** Opening Source passage block **

Table 1 The most frequently selected CpG marks

Genetic association

We now consider the analysis of the association of blood lipids and genotype. The log of the mean fasting TG level is regressed on a feature matrix created from the genotype, controlling for age, smoking, and the scores of the first four principal components of the genotype. The regression is done using the group LASSO with a slight elastic-net penalization selected by cross-validation. Each SNP is coded using indicators that are considered as a group for the purpose of the group LASSO. Conjugate pair stability selection was applied on 100 random pairs, and the observed selection probability of the groups were obtained. The cross-validated penalty yielded an average of 230 selected groups. We produce a similar Manhattan plot as previously (Fig. 2).

Fig. 2
figure 2

Probability that a SNP is selected in the genome-wide model

We note that the signal we obtain is significantly weaker than for the epigenetic model. However, we obtain a similar ranking for both the linear allele effect model and the fully general model, as can be seen in Table 2. We note that the FAM120B gene is related to the PPARα pathway.

Table 2 The most frequently selected SNPs

Interactions

Finally, effects of epigenetic–genetic interactions on mean fasting TG levels were considered. Because of the high dimension of the search space, only chromosome 11 is considered, where the most significant epigenetic effects were observed. To limit the number of possible interactions, only interactions between methylation and SNP loci that are separated by less than 0.01% of the chromosome were considered (approximately 10,000 base pairs). Although this is adequate to model local variations in the methylation mediating gene expression, one may also be interested in taking further steps toward exploring interactions among genetic pathways that are not local to a single chromosome.

The constructed feature matrix has 28,285 groups of size 1, corresponding to the methylation loci, 36,796 groups of size 2, corresponding to the SNP loci, and 190,073 groups of size 5, corresponding to the interactions of nearby methylation and SNP loci.

The log of the mean fasting TG level is regressed on the feature matrix described above using the group LASSO with the described structure additionally controlling for age, smoking, the scores of the first four principal components of the methylation, and the scores of the first four principal components of the genotype.

** Closing Source passage block **
** Opening Data to examine block **

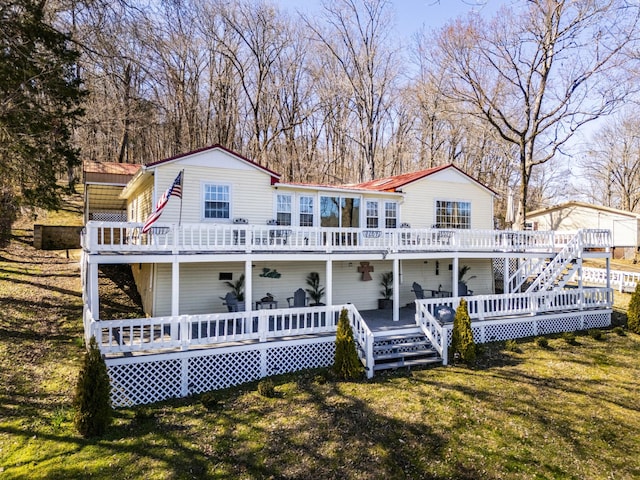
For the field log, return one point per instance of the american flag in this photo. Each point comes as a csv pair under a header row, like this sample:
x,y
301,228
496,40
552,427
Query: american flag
x,y
176,190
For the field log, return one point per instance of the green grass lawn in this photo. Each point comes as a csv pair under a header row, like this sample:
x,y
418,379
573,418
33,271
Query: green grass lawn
x,y
566,411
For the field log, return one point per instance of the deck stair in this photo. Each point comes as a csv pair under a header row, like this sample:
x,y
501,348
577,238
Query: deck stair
x,y
560,269
403,350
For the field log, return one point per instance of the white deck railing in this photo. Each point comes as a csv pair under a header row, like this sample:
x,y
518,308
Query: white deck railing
x,y
491,307
363,336
127,237
618,279
184,331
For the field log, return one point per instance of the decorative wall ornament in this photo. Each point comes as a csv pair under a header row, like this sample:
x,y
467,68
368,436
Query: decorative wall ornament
x,y
365,269
268,273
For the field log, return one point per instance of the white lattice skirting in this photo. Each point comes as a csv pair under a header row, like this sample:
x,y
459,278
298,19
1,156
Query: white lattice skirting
x,y
500,330
152,378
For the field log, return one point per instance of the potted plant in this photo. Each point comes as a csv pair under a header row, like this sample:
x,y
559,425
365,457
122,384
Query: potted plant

** Closing Data to examine block **

#### Actions to take:
A - Using the source passage, decide whether each statement below agrees with it: (i) the interaction analysis was limited to chromosome 11; (ii) the genotype model gave a stronger signal than the epigenetic model; (iii) conjugate pair stability selection was run on 100 random pairs. For each, give yes or no and quote the words from the source passage that decide it.
B - From the source passage, extract word for word the part that opens with the words "Genetic association" and closes with "as previously (Fig. 2).".

#### Results of the exercise:
A -
(i) Yes: "only chromosome 11 is considered"
(ii) No: "the signal we obtain is significantly weaker than for the epigenetic model"
(iii) Yes: "Conjugate pair stability selection was applied on 100 random pairs"

B -
Genetic association

We now consider the analysis of the association of blood lipids and genotype. The log of the mean fasting TG level is regressed on a feature matrix created from the genotype, controlling for age, smoking, and the scores of the first four principal components of the genotype. The regression is done using the group LASSO with a slight elastic-net penalization selected by cross-validation. Each SNP is coded using indicators that are considered as a group for the purpose of the group LASSO. Conjugate pair stability selection was applied on 100 random pairs, and the observed selection probability of the groups were obtained. The cross-validated penalty yielded an average of 230 selected groups. We produce a similar Manhattan plot as previously (Fig. 2).